SOURCE PASSAGE ::
-- begin --

Sunday, March 16, 2014

The Third Man

Porter: He is now
[pointing up] 
 in Hell, or
[pointing down]
in Heaven.

The extent of human creativity and inventiveness is such that, were I to attempt to even breach the crust of trying to absorb our cumulative knowledge of culture and art, I would have to live a thousand lives, probably more. Still, I try. One step at a time.

Carol Reed's The Third Man is a film that had eluded me for decades, which, I suppose, is thematically appropriate. Finally, today, I sat down -- lied in bed is a more accurate descriptor -- and enjoyed a film 29 years my senior, 64 years since its release.

It was love at first viewing. Considered by many as one of the best films ever made, it's easy to see why. The acting, cinematography, location photography, dialogue (god, that dialogue!), cinematic sleight of hand*; the tension (sorry, suspense), wit, the zither score, the ending...and every idiosyncrasy within the film's 104 minutes is astonishing.

Imagining myself as Anna in the final scene, walking slowly toward the foreground to catch up and then surpass Holly Martins, I know I want to go back, to recreate what was, what might be, and what is impossible.

What an incredible film.

* Holly's bruised lip switching sides, the kid's ball changing color, the unintentional (or not) mispronunciation of names, the changing cats...I could go on.

Thursday, March 13, 2014

Time is a Compact Disc (Kid N)

On my way to work this morning, I decided that I would listen to Radiohead's Kid A when I got home. I had no particular reason for wanting to do this; the idea just popped into my head capriciously. But it was a plan that I latched onto. Get home, dust off the stereo and open my hefty, dust-gathered Case Logic CD holder.

I have a one- to two-hour window every weekday night in which to consume some form of leisure while chilling with my dachshund before my wife gets home. In the past half-year, that entertainment has included reading e-books, re-watching The Wire on DVD and The Twilight Zone on my laptop, watching NBA League Pass Miami Heat basketball games, watching some other shows (True Detective, Agents of SHIELD, The Real Housewives of Mogadishu), and playing RPG games on my iPhone (Final Fantasy IV and VI). This week, though, I decided to do something different each night instead of following a consistent plan*, and Kid A's straw got pulled from my mind grapes.

-- end --

PROMPT A :: Find every line in the records below that contains the string "gray" and copy each one. Case counts.

RECORDS FOR PROCESSING ::
-- begin --

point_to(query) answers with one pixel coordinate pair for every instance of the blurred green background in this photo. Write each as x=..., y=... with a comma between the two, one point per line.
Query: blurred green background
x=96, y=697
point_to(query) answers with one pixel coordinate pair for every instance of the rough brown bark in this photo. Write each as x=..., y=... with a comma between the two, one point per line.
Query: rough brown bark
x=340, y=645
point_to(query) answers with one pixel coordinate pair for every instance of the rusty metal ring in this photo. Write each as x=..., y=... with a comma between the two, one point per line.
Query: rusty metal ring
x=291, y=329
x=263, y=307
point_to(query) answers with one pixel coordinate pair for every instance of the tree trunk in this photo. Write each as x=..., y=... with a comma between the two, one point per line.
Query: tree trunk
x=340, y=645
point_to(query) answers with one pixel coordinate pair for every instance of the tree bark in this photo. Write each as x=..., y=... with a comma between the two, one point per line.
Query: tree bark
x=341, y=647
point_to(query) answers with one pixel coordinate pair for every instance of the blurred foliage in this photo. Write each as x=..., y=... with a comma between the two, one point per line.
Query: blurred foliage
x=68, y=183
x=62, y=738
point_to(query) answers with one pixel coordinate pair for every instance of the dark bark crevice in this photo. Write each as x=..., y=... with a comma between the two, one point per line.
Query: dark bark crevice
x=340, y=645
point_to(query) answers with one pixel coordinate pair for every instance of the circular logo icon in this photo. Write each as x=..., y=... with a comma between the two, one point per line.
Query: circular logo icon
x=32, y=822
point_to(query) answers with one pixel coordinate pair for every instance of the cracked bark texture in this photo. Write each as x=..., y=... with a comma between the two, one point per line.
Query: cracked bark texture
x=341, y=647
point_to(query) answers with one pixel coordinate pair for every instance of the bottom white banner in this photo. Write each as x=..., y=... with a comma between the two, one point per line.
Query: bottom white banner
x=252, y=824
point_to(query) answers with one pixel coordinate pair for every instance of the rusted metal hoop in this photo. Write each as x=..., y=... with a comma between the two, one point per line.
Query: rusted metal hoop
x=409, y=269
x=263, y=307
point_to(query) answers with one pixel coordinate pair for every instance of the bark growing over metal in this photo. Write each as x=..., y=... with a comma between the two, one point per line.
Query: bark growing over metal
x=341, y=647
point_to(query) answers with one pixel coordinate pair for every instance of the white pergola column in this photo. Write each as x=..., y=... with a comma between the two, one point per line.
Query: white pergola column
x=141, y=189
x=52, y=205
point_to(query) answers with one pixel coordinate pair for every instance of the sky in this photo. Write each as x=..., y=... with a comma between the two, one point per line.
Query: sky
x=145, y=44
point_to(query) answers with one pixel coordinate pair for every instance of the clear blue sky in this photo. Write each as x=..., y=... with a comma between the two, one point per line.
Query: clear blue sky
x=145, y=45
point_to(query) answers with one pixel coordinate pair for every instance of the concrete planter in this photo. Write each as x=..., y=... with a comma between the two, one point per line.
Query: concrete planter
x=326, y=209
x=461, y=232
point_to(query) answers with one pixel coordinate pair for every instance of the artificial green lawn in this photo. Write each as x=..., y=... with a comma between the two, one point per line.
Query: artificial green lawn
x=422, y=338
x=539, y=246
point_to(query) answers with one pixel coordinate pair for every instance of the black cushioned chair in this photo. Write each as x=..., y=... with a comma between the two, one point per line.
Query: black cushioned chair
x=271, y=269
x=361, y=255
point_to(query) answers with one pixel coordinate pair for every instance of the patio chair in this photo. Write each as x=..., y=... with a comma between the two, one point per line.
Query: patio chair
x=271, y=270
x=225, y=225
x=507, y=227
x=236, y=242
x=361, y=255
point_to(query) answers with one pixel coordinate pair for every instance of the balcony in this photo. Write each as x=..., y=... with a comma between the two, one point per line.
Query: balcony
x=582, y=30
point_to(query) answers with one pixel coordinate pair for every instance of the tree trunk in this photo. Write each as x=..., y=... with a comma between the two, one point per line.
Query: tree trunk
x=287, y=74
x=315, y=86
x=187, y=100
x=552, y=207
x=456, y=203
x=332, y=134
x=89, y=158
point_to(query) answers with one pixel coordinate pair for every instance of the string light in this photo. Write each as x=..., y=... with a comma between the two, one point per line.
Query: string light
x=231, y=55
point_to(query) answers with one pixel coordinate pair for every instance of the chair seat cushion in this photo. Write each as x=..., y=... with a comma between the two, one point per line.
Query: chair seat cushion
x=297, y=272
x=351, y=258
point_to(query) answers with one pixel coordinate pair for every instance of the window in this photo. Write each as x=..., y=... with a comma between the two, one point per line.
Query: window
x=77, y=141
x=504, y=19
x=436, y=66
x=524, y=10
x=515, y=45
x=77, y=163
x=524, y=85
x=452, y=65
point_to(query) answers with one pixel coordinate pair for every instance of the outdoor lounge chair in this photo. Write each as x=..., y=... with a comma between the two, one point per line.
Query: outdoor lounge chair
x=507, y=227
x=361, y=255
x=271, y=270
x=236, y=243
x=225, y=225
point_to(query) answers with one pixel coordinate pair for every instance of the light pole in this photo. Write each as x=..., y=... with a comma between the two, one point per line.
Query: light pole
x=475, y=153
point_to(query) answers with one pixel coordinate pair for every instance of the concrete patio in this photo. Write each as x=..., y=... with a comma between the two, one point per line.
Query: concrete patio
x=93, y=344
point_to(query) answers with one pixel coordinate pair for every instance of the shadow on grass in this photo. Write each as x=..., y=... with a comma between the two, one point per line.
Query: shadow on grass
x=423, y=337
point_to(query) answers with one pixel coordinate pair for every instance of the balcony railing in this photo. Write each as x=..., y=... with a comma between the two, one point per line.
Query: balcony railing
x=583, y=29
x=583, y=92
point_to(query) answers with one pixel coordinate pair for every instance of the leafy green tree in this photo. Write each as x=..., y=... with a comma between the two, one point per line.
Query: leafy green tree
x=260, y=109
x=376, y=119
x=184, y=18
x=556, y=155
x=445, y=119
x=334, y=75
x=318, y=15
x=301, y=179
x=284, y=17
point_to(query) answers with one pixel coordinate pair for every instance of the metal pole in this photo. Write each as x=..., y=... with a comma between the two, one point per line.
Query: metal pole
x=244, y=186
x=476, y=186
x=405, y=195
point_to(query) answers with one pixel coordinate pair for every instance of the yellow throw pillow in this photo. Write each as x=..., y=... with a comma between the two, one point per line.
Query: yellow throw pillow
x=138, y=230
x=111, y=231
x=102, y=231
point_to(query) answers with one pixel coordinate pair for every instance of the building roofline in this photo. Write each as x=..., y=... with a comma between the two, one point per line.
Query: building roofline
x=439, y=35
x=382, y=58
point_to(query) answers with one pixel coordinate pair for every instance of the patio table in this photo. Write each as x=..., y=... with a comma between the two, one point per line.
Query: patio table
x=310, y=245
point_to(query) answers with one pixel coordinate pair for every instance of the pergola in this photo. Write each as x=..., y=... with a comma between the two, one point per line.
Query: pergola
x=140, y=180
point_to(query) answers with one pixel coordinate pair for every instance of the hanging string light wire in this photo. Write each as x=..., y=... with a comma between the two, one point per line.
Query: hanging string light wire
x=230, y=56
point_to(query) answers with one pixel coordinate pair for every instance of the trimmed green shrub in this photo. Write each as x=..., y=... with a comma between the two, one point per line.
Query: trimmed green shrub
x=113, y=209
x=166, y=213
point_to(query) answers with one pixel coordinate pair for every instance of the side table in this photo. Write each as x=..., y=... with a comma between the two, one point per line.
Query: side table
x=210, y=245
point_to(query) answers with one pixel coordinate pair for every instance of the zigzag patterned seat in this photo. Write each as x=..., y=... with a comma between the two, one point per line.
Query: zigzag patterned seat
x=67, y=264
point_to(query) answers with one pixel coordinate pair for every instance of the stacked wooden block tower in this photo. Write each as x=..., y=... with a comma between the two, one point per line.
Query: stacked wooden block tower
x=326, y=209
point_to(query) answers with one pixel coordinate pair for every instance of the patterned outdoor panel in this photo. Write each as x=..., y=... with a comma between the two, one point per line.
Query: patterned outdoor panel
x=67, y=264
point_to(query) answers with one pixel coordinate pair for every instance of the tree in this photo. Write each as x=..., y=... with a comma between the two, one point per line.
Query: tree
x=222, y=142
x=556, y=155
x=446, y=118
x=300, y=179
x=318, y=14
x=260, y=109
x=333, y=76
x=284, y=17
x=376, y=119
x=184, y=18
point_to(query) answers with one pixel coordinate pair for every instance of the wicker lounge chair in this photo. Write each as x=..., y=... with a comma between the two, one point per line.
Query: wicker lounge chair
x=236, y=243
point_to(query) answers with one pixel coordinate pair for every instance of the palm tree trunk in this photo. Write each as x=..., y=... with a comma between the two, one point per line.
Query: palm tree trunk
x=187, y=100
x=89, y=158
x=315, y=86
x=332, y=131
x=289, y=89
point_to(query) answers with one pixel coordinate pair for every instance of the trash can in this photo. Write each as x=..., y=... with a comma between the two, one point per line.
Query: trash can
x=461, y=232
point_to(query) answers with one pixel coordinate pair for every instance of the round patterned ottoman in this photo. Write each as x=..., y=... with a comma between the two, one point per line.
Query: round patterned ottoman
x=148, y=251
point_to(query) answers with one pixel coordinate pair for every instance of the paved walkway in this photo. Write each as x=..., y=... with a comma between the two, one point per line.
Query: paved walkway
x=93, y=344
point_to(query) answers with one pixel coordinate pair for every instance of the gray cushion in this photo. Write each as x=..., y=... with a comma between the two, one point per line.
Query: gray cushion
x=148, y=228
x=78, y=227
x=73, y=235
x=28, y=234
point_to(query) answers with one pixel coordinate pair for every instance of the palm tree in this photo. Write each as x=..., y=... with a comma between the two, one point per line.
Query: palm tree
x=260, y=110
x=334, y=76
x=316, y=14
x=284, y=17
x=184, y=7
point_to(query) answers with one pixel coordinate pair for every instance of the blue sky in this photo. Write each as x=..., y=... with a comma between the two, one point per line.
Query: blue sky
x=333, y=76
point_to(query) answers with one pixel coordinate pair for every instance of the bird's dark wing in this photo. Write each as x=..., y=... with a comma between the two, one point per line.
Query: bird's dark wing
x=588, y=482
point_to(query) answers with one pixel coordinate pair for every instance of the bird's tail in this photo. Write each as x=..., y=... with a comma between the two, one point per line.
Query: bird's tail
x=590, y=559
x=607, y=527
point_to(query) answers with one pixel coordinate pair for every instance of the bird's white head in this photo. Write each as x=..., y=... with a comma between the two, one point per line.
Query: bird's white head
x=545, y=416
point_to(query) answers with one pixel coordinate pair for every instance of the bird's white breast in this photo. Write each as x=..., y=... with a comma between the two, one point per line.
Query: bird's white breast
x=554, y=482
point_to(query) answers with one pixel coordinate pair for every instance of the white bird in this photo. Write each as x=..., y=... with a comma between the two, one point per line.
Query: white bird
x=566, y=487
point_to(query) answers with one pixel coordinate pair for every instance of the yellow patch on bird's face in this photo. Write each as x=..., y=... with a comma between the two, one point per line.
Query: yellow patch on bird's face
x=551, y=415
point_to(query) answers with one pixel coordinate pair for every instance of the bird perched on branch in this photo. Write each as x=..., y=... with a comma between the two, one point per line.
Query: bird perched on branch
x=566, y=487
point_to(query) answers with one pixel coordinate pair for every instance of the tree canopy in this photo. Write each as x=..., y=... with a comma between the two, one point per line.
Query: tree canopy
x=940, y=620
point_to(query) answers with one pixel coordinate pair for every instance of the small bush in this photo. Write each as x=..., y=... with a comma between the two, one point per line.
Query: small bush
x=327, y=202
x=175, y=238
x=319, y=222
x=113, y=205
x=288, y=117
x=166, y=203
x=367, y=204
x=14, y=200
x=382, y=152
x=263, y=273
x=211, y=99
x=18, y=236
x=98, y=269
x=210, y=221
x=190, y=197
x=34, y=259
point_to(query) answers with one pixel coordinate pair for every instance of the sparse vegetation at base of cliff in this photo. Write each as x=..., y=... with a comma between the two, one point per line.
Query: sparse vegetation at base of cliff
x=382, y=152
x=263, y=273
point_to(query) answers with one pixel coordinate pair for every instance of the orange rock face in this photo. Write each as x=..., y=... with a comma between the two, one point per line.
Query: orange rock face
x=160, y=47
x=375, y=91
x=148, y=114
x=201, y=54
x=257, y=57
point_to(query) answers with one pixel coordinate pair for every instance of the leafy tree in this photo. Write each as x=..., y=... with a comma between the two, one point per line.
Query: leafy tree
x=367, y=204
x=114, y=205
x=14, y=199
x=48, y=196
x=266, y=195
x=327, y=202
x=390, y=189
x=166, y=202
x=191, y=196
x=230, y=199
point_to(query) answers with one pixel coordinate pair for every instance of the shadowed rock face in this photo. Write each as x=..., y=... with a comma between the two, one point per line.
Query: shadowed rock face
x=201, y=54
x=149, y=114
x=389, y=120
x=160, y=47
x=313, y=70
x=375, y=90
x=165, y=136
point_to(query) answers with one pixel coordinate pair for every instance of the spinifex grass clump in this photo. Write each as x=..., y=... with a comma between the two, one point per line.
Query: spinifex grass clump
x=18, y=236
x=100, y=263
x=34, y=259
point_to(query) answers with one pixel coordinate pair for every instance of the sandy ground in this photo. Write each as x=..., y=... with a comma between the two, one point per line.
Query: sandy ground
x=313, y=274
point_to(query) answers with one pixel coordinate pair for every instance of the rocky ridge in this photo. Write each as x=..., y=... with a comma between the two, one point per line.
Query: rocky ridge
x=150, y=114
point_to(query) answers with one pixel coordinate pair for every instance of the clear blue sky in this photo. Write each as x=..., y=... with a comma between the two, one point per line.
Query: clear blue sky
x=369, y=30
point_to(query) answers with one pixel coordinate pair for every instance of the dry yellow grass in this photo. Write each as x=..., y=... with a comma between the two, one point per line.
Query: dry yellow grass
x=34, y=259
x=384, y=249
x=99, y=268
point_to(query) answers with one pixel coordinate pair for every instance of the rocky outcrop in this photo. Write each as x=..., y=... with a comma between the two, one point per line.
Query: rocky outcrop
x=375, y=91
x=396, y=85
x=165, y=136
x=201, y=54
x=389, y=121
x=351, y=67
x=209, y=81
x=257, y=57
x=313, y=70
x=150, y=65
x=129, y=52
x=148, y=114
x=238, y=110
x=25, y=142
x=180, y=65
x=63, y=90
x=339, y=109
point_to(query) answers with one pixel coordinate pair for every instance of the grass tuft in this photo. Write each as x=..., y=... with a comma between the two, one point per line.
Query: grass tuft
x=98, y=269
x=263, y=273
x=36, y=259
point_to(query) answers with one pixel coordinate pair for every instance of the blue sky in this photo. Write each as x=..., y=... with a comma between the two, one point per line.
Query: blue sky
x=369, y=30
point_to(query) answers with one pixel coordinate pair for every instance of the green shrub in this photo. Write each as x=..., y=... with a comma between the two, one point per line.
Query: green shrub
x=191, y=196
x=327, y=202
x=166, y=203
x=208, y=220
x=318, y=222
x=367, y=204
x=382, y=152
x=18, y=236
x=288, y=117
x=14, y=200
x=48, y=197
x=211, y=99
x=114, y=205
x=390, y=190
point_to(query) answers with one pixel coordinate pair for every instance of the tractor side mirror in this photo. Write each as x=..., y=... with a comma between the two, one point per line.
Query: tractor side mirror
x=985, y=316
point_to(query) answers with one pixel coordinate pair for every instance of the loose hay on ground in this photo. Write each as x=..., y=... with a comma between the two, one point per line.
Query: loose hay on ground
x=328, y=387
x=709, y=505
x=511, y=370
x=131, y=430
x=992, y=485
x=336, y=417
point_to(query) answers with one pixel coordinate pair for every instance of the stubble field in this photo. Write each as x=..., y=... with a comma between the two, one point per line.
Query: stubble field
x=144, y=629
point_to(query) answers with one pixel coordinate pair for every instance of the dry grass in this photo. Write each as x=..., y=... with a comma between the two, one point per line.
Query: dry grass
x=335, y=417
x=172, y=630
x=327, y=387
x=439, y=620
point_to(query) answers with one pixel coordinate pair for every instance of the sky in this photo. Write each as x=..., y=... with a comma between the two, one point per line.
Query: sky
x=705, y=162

-- end --

PROMPT B :: Pick up the blog entries about The Third Man and Kid A and keep writing from their last sentence.

TASK RESULT A ::
point_to(query) answers with one pixel coordinate pair for every instance of the gray cushion in this photo. Write each as x=..., y=... with a comma between the two, one point per line.
Query: gray cushion

TASK RESULT B ::
Aside from being one of the greatest albums ever created**, the album holds a profound significance for me. It was released in the fall of 2000, six months into my first year in Korea. Listening to it tonight, I was again reminded of its greatness while also reflecting on the intervening years since its release.

I got married. Had a beautiful daughter. Got divorced. Remarried. Got a dog. Met so many good people, and, unfortunately, lost some of them. Taught English, did recruiting, freelanced, Dragonlanced. Worked at tech companies big and small, and got to shoot at my co-workers (for game testing!). Protected my household from cobras***, and beat Contra 4.

That all seems so long ago yet still so close and dear. I remember the kids I used to teach, some who must have families by now, and others who might have succumbed to illness*****. Every day, I sit at my desk, and, while poring over walls of text, I get snatches of long-forgotten memories, some as insignificant as purchasing a candy bar when I was a kid, others as poignant as the one time I tongue-kissed Queen Elizabeth.

Just Kid(A)ding.

* On Wednesday I kept my eyes closed to simulate blindness. Yesterday I tried to waterboard myself (it's like trying to tickle yourself; it doesn't work).

** Rolling Stone named it the best album of the 2000s (even though they gave it a 4/5 review), and I'm inclined to agree. NME, on the other hand (or maybe it was Q; I get those two publications confused like people confuse Bill Pullman and Bill Paxton), declared it the second-best Radiohead album after In Rainbows, which, as good as In Rainbows is, is just crazy talk.

*** No, wait, that was Rikki-Tikki-Tavi.

**** I had a student, Young, who had cerebral palsy and whom would write the most insightful essays. Not a day goes by that I don't think about her and wonder what happened to her.

Wednesday, March 12, 2014

Ombudsman's Address

I used to be with it, but then they changed what it was. Now what I'm with isn't it, and what's it seems weird and scary to me, and it'll happen to you, too.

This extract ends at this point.